● Text section:
______
The Spirograph is “… a geometric drawing toy that produces mathematical roulette curves of the variety technically known as hypotrochoids and epitrochoids. It was developed by British engineer Denys Fisher and first sold in \(1965\).” These can be used to make interesting geometrical curves.

Following Wikipedia: Consider a fixed outer circle \(C_o\) of radius \(R\) centered at the origin. A smaller inner circle \(C_i\) of radius \(r < R\) rolling inside \(C_o\) and is continuously tangent to it. \(C_i\) will be assumed never to slip on \(C_o\) (in a real Spirograph, teeth on both circles prevent such slippage). Now assume that a point \(A\) lying somewhere inside \(C_{i}\) is located a distance \(\rho < r\) from \(C_i\)’s center.

The center of the inner circle will move in a circular manner with radius \(R-r\). The fixed point on the inner circle will rotate about this center. The accumulated angle may be described by the angle the point of contact of the inner circle with the outer circle. Call this angle \(t\).

Suppose the outer circle is centered at the origin and the inner circle starts (\(t=0\)) with center \((R-r, 0)\) and rotates around counterclockwise. Then if the point of contact makes angle \(t\), the arc length along the outer circle is \(Rt\). The inner circle will have moved a distance \(r t'\) in the opposite direction, so \(Rt =-r t'\) and solving the angle will be \(t' = -(R/r)t\).

If the initial position of the fixed point is at \((\rho, 0)\) relative to the origin, then the following function will describe the motion:

\[ \vec{s}(t) = (R-r) \cdot \langle \cos(t), \sin(t) \rangle + \rho \cdot \langle \cos(-\frac{R}{r}t), \sin(-\frac{R}{r}t) \rangle. \]

To visualize this we first define a helper function to draw a circle at point \(P\) with radius \(R\):

circle!(P, R; kwargs...) = plot_parametric!(0..2pi, t -> P + R * [cos(t), sin(t)]; kwargs...)

circle! (generic function with 1 method)
______
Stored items
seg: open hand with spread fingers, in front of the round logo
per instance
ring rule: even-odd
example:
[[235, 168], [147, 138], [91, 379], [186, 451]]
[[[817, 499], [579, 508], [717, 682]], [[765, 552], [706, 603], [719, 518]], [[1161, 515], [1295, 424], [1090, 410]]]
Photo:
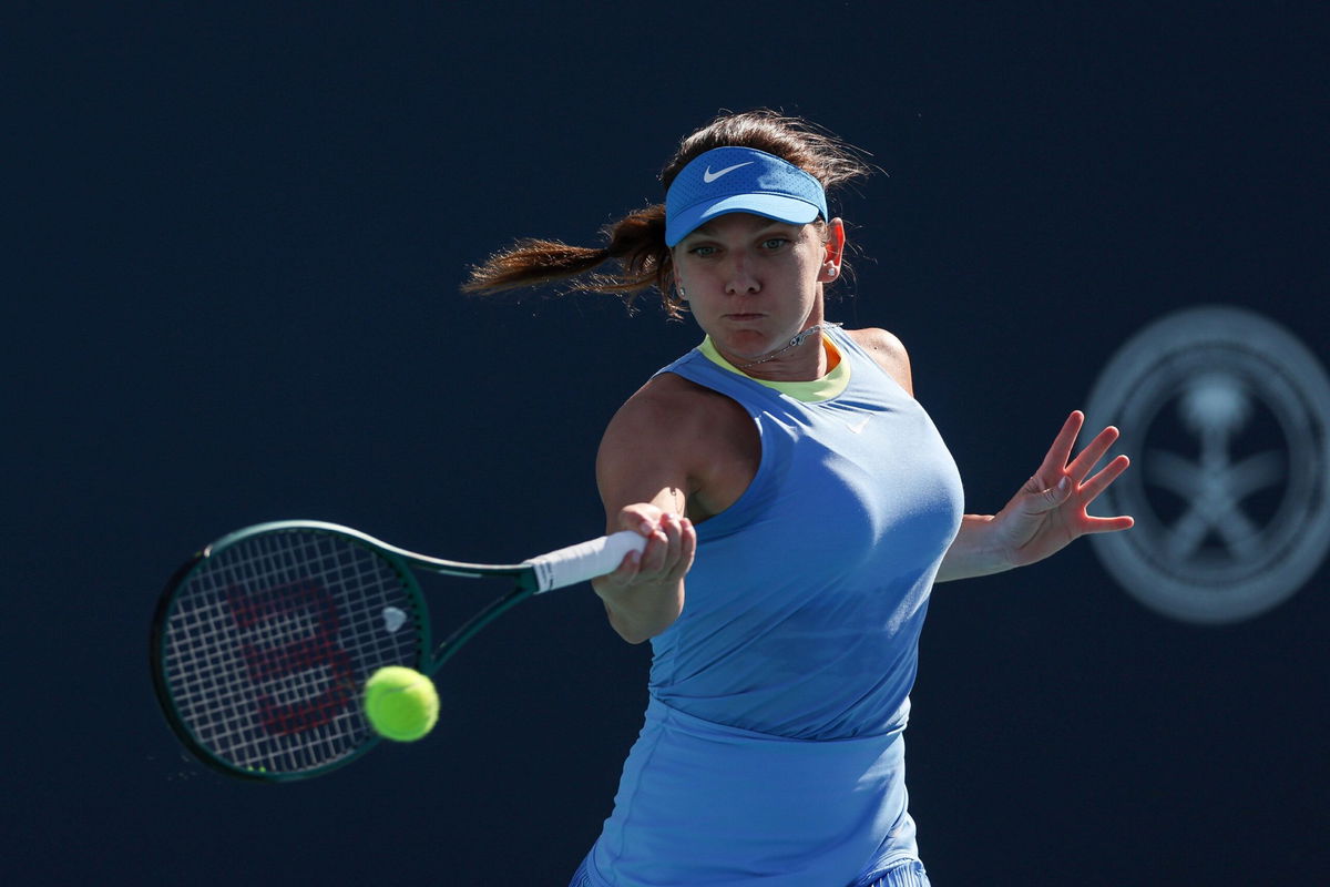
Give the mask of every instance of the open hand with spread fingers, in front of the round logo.
[[1091, 476], [1091, 471], [1117, 440], [1117, 428], [1099, 432], [1072, 459], [1076, 436], [1085, 415], [1072, 412], [1057, 432], [1039, 471], [988, 524], [990, 551], [1009, 567], [1024, 567], [1061, 551], [1087, 533], [1112, 533], [1134, 521], [1125, 516], [1092, 517], [1085, 508], [1127, 471], [1127, 456], [1117, 456]]

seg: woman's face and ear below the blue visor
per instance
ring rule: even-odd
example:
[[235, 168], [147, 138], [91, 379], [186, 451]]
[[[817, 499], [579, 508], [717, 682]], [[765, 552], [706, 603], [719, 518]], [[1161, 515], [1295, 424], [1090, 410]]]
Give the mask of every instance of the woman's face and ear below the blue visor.
[[822, 285], [841, 270], [843, 231], [841, 219], [790, 225], [720, 215], [674, 246], [676, 279], [698, 326], [742, 366], [823, 320]]

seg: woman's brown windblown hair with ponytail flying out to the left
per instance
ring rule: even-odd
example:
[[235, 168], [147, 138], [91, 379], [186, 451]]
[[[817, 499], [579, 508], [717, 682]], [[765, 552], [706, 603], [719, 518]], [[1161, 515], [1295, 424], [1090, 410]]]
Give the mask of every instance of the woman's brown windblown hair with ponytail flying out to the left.
[[[713, 148], [730, 146], [754, 148], [794, 164], [822, 182], [829, 195], [871, 172], [861, 160], [862, 152], [814, 124], [773, 110], [750, 110], [722, 114], [685, 137], [661, 170], [665, 190], [693, 158]], [[608, 243], [600, 249], [559, 241], [517, 241], [472, 267], [462, 289], [467, 293], [497, 293], [576, 278], [572, 281], [573, 291], [616, 294], [632, 305], [642, 290], [656, 287], [665, 313], [672, 318], [681, 317], [681, 305], [672, 297], [674, 274], [670, 250], [665, 246], [665, 205], [634, 210], [606, 225], [601, 234]], [[613, 270], [598, 270], [608, 262]]]

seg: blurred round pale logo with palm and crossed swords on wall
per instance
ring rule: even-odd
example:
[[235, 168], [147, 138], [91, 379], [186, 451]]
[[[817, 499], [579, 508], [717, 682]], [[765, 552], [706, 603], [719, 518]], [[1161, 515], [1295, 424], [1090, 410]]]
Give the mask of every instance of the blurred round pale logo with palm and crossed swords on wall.
[[1115, 424], [1132, 468], [1096, 513], [1108, 572], [1188, 622], [1252, 618], [1287, 600], [1330, 548], [1330, 379], [1287, 328], [1194, 307], [1142, 328], [1104, 367], [1087, 428]]

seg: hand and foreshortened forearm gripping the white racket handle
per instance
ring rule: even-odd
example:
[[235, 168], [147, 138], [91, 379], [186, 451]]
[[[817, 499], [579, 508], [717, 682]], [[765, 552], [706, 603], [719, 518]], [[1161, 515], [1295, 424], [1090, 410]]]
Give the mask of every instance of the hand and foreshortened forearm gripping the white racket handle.
[[641, 533], [646, 548], [625, 555], [618, 569], [593, 578], [592, 588], [605, 601], [614, 630], [629, 644], [641, 644], [684, 612], [684, 577], [693, 565], [697, 531], [688, 517], [652, 503], [625, 505], [612, 529]]

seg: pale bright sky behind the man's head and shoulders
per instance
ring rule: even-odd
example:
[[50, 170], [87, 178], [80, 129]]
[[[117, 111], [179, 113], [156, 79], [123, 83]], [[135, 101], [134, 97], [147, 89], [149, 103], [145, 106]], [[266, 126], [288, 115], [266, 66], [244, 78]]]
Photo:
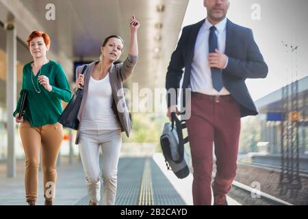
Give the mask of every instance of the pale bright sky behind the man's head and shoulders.
[[[255, 12], [259, 12], [257, 19], [252, 18]], [[190, 0], [182, 26], [197, 23], [205, 16], [203, 0]], [[253, 29], [255, 41], [268, 64], [266, 79], [246, 80], [254, 100], [308, 76], [307, 0], [230, 0], [227, 17], [233, 23]], [[298, 46], [293, 53], [291, 45]]]

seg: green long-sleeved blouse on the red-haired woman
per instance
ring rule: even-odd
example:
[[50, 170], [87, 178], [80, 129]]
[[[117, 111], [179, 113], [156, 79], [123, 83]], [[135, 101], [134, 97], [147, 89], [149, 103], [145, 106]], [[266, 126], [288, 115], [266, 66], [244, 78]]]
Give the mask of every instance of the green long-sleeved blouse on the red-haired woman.
[[[49, 84], [53, 88], [51, 92], [40, 85], [38, 82], [39, 75], [45, 75], [49, 78]], [[29, 121], [32, 127], [57, 123], [57, 119], [62, 114], [61, 100], [68, 102], [71, 96], [64, 70], [59, 63], [53, 60], [44, 64], [36, 76], [32, 73], [31, 62], [25, 64], [23, 66], [21, 96], [23, 90], [28, 92], [24, 120]], [[14, 117], [21, 107], [21, 96], [18, 99]]]

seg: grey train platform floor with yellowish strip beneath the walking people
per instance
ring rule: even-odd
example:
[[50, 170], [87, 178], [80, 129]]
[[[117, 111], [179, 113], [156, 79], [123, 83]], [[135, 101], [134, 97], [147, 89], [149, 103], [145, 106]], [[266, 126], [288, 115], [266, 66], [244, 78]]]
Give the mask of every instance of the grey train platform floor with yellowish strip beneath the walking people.
[[[24, 168], [24, 162], [18, 161], [16, 177], [8, 178], [5, 164], [0, 164], [0, 205], [27, 205]], [[80, 160], [76, 159], [73, 164], [62, 162], [57, 168], [57, 177], [54, 205], [88, 205]], [[229, 197], [228, 203], [240, 205]], [[43, 204], [40, 171], [37, 205]], [[99, 204], [102, 205], [101, 202]], [[120, 157], [116, 205], [192, 205], [192, 174], [185, 179], [177, 179], [172, 171], [166, 169], [162, 153], [147, 157]]]

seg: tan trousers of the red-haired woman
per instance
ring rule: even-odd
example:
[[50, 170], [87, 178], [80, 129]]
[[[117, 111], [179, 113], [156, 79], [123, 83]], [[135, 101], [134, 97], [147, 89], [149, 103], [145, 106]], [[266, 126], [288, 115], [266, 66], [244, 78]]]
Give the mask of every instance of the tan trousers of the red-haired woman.
[[27, 201], [38, 198], [38, 166], [40, 151], [44, 177], [44, 198], [52, 201], [55, 196], [57, 155], [63, 140], [63, 128], [60, 123], [31, 127], [28, 121], [21, 124], [19, 130], [25, 151], [25, 193]]

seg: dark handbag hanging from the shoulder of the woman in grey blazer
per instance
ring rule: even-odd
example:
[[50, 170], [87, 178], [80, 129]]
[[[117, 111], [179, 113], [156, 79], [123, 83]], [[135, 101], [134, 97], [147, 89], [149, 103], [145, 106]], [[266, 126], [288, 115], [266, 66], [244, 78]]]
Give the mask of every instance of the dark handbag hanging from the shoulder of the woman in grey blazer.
______
● What to produce: Carry on the Spirograph passage from the point where it ends. These rows have nothing to do with the Spirograph passage.

● Written answer:
Then we have this function to visualize the spirograph for different \(t\) values:

function spiro(t; r=2, R=5, rho=0.8*r)

    cent(t) = (R-r) * [cos(t), sin(t)]

    p = plot(legend=false, aspect_ratio=:equal)
    circle!([0,0], R, color=:blue)
    circle!(cent(t), r, color=:black)

    tp(t) = -R/r * t

    s(t) = cent(t) + rho * [cos(tp(t)), sin(tp(t))]
    plot_parametric!(0..t, s, color=:red)

    p
end

spiro (generic function with 1 method)

And we can see the trace for \(t=\pi\):

spiro(pi)

The point of contact is at \((-R, 0)\), as expected. Carrying this forward to a full circle’s worth is done through:

spiro(2pi)

The curve does not match up at the start. For that, a second time around the outer circle is needed:

spiro(4pi)

Whether the curve will have a period or not is decided by the ratio of \(R/r\) being rational or irrational.

Example

In 1935 Marcel Duchamp showed a collection of “Rotorelief” discs at a French fair for inventors. Disk number 10 is comprised of several nested, off-center circles on disk that would be rotated to give a sense of movement. To mimic the effect:

• for each circle, \(3\) points where selected using a mouse from an image and their pixels recorded;
• as \(3\) points determine a circle, the center and radius of each circle can be solved for
• the exterior of the disc is drawn (the last specified circle below);
• each nested circle is drawn after its center is rotated by \(\theta\) radian;
• an animation captures the movement for display.

let
# https://exploratorium.tumblr.com/post/33140874462/marcel-duchamp-rotoreliefs-duchamp-recognized

# coordinates and colors selected by gimp from
# https://arthur.io/art/marcel-duchamp/rotorelief-no-10-cage-modele-depose-verso
    circs = [466 548 513 505 556 554 # x₁,y₁,x₂,y₂,x₂,y₃
             414 549 511 455 595 549
             365 545 507 408 635 548
             319 541 506 361 673 546
             277 543 509 317 711 546
             236 539 507 272 747 551
             201 541 504 230 781 550
             166 541 503 189 816 544
             140 542 499 153 848 538
             116 537 496 119 879 538
             96 539 501 90 905 534
             81 530 500 67 930 530
             72 525 498 51 949 529
             66 520 500 36 966 527
             60 515 499 25 982 526
             35 509 499 11 1004 525 # outer edge, c₀
             ]

    greenblue= RGB(8/100, 58/100, 53/100)
    grey = RGB(76/100, 74/100, 72/100)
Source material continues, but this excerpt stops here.